## Short problem
Reproduce every line of the material from the one containing "target | concrete sidewalk" down to the final line of the material, with both ends included and each line left unaltered.

## Listed records
____
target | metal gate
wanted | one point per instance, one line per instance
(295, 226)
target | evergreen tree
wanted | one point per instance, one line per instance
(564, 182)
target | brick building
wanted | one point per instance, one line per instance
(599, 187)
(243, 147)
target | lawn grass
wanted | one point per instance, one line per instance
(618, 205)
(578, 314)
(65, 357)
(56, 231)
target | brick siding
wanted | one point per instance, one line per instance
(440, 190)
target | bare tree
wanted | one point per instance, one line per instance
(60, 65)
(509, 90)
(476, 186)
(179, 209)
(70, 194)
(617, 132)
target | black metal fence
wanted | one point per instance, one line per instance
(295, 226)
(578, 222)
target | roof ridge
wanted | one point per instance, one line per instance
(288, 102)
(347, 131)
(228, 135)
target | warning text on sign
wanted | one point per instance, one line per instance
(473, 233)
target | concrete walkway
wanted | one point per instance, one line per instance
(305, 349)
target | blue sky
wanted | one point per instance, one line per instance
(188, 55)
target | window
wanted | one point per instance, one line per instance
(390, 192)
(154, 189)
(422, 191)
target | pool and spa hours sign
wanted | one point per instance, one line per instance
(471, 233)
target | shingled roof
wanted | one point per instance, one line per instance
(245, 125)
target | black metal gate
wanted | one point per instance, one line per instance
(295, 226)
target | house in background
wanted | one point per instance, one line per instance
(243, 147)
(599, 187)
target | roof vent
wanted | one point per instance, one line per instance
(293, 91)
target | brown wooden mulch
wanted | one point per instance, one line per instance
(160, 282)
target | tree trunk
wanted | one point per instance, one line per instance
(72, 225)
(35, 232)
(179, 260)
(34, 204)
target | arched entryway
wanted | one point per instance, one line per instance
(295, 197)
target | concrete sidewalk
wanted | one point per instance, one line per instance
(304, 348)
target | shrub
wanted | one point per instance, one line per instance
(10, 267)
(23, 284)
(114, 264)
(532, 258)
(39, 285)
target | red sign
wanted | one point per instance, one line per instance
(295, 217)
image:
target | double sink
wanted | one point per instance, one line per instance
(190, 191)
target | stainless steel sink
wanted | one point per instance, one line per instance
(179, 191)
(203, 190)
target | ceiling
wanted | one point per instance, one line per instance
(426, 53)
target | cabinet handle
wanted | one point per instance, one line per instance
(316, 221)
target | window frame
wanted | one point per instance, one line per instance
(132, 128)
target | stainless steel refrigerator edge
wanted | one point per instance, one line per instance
____
## Answer to the task
target | concrete sidewalk
wanted | one point per instance, one line per instance
(304, 348)
target | shrub
wanted | one point per instance, one line per instance
(10, 267)
(23, 284)
(114, 264)
(532, 258)
(39, 285)
target | red sign
wanted | one point per instance, one line per instance
(295, 217)
image:
target | double sink
wanted | one point per instance, one line per instance
(190, 191)
target | stainless steel sink
wanted | one point per instance, one line per instance
(179, 191)
(203, 190)
target | ceiling
wanted | one point per instance, one line per instance
(426, 53)
target | cabinet handle
wanted | one point per instance, one line per instance
(316, 221)
target | window frame
wanted | one point per instance, one line per instance
(132, 128)
target | stainless steel refrigerator edge
wanted | one point per instance, one line per instance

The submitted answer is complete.